Arrange the lines of the listing below, from the line containing "finds the background" through the line containing "0;0;233;121", inclusive, as a JSON list of strings with one string per line. Omit blank lines.

### DATA TO USE

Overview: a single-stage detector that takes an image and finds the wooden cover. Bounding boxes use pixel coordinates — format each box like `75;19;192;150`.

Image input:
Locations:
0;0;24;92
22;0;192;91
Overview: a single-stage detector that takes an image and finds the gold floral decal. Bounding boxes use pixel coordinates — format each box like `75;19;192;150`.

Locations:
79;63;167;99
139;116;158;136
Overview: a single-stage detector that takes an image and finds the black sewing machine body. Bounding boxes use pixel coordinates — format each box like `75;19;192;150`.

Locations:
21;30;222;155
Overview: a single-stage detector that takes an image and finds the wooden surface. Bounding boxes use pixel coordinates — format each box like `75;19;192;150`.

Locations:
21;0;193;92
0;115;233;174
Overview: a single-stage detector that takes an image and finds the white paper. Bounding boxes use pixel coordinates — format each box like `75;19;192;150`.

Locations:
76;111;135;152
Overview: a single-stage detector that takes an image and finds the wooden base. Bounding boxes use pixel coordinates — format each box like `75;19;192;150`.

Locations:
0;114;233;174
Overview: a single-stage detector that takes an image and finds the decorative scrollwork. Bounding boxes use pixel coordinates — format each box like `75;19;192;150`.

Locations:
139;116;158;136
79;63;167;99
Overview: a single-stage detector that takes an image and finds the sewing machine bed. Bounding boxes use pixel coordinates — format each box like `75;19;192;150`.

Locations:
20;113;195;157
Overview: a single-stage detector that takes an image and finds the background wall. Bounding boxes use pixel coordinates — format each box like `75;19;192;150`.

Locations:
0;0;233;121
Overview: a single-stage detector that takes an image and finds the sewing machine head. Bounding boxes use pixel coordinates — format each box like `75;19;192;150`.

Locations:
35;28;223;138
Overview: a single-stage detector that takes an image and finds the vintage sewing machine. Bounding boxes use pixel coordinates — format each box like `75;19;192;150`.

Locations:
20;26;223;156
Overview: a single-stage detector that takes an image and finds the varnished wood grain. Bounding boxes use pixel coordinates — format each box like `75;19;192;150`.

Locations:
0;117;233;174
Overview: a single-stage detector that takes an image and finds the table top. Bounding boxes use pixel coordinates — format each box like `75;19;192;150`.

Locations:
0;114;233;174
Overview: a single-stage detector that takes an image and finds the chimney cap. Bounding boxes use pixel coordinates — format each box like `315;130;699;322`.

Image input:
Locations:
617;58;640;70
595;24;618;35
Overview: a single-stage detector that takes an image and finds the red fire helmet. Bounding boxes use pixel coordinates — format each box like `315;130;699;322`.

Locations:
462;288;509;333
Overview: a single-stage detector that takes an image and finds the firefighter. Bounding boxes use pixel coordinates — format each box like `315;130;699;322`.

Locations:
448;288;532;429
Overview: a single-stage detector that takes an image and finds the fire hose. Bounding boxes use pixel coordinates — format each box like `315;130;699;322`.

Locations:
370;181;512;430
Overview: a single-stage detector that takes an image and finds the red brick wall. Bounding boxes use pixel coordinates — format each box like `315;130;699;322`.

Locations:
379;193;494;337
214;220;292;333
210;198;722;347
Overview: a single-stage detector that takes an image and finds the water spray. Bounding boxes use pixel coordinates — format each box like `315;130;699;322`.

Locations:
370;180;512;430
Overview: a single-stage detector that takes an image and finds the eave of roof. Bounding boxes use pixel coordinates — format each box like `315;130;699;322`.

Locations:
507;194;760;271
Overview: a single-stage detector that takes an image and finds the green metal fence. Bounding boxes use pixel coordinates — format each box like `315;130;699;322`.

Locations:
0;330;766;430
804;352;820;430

######

COMPLETED EXERCISE:
[
  "Overview: a single-stage detector that takes an image and finds the background wall. Bounding boxes use pixel coordinates — format each box like `75;19;192;150`.",
  "Locations:",
  "0;0;233;121"
]